DIRECTIONS: Repeat the data as given. Images do not go in the copy.

═══

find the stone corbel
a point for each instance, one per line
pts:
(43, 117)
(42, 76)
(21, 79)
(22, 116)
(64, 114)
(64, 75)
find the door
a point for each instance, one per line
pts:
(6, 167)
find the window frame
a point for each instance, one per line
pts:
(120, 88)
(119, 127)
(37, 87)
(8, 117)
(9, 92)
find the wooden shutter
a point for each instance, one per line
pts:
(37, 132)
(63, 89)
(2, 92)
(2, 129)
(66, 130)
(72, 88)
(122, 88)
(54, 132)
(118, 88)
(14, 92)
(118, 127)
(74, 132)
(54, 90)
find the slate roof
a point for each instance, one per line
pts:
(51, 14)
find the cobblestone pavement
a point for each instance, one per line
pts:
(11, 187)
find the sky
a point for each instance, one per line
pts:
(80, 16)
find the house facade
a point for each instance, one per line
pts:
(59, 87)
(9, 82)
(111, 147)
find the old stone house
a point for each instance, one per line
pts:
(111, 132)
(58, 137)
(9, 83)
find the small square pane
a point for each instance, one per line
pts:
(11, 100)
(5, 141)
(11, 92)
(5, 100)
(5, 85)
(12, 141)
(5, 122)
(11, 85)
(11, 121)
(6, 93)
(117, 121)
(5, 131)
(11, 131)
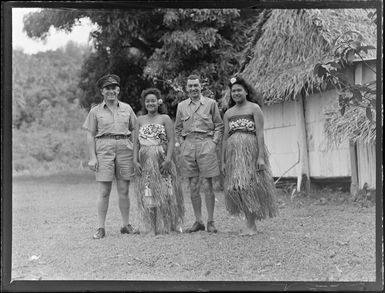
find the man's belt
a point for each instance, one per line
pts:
(115, 136)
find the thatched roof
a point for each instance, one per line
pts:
(290, 43)
(352, 126)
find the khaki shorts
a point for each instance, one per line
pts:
(115, 158)
(199, 157)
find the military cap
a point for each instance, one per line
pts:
(108, 79)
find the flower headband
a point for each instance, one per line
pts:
(233, 80)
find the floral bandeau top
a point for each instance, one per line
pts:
(242, 123)
(152, 134)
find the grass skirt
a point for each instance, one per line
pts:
(247, 189)
(166, 191)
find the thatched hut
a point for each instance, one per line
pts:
(280, 62)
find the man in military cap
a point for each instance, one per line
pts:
(109, 126)
(199, 128)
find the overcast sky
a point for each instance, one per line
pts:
(55, 40)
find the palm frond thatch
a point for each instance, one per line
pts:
(293, 41)
(352, 126)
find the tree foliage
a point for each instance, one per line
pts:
(348, 47)
(154, 47)
(45, 84)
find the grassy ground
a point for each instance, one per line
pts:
(321, 237)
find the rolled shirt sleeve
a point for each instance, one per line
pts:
(90, 124)
(178, 124)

═══

ANSWER TO THIS TASK:
find the stone corbel
a point for each instance, one per line
pts:
(43, 117)
(42, 76)
(21, 79)
(22, 116)
(64, 114)
(64, 75)
find the door
a point for each instance, one per line
pts:
(6, 167)
find the window frame
a point for each instance, one per line
pts:
(120, 88)
(119, 127)
(37, 87)
(8, 117)
(9, 92)
find the wooden shutter
a point for each instance, one per line
pts:
(37, 132)
(63, 89)
(2, 92)
(2, 129)
(66, 130)
(72, 88)
(122, 88)
(54, 132)
(118, 88)
(14, 92)
(118, 127)
(74, 132)
(54, 90)
find the slate roof
a point for each instance, one per line
pts:
(51, 14)
find the cobblestone pavement
a point for each instance, one per line
pts:
(11, 187)
find the sky
a point for each instance, one per line
pts:
(80, 16)
find the house facade
a point for each instance, one per line
pts:
(59, 87)
(9, 82)
(111, 147)
find the old stone house
a point for each instance, one per line
pts:
(111, 132)
(58, 137)
(9, 83)
find the small square pane
a point for each instance, one per line
pts:
(11, 100)
(5, 141)
(11, 92)
(5, 100)
(5, 85)
(12, 141)
(5, 122)
(11, 85)
(11, 121)
(6, 93)
(117, 121)
(5, 131)
(11, 131)
find the man's belt
a point for each instance, one per line
pts:
(115, 136)
find the thatched roof
a point for each instance, one per line
pts:
(290, 43)
(352, 126)
find the khaki shorts
a point for each instance, one per line
pts:
(115, 158)
(199, 157)
find the military cap
a point for each instance, one per line
pts:
(108, 79)
find the flower headband
a point for each instance, one per line
pts:
(233, 80)
find the floral bandeau top
a point for each instance, one per line
pts:
(242, 123)
(152, 134)
find the grass skirt
a point for each instance, one per line
pts:
(247, 189)
(166, 191)
find the thatched hut
a point for each instance, one per line
pts:
(280, 62)
find the man in military cap
a point for each instance, one per line
pts:
(109, 126)
(199, 128)
find the overcast sky
a point for each instance, one per line
pts:
(55, 40)
find the palm frond thatch
a point for each instance, one per line
pts:
(293, 41)
(352, 126)
find the tree foliage
a point for each instance, one per line
pts:
(348, 47)
(154, 47)
(45, 84)
find the grassy ground
a point for each instance, one per line
pts:
(321, 237)
find the rolled shirt sleeve
a point for each instance, one per line
pts:
(90, 124)
(178, 124)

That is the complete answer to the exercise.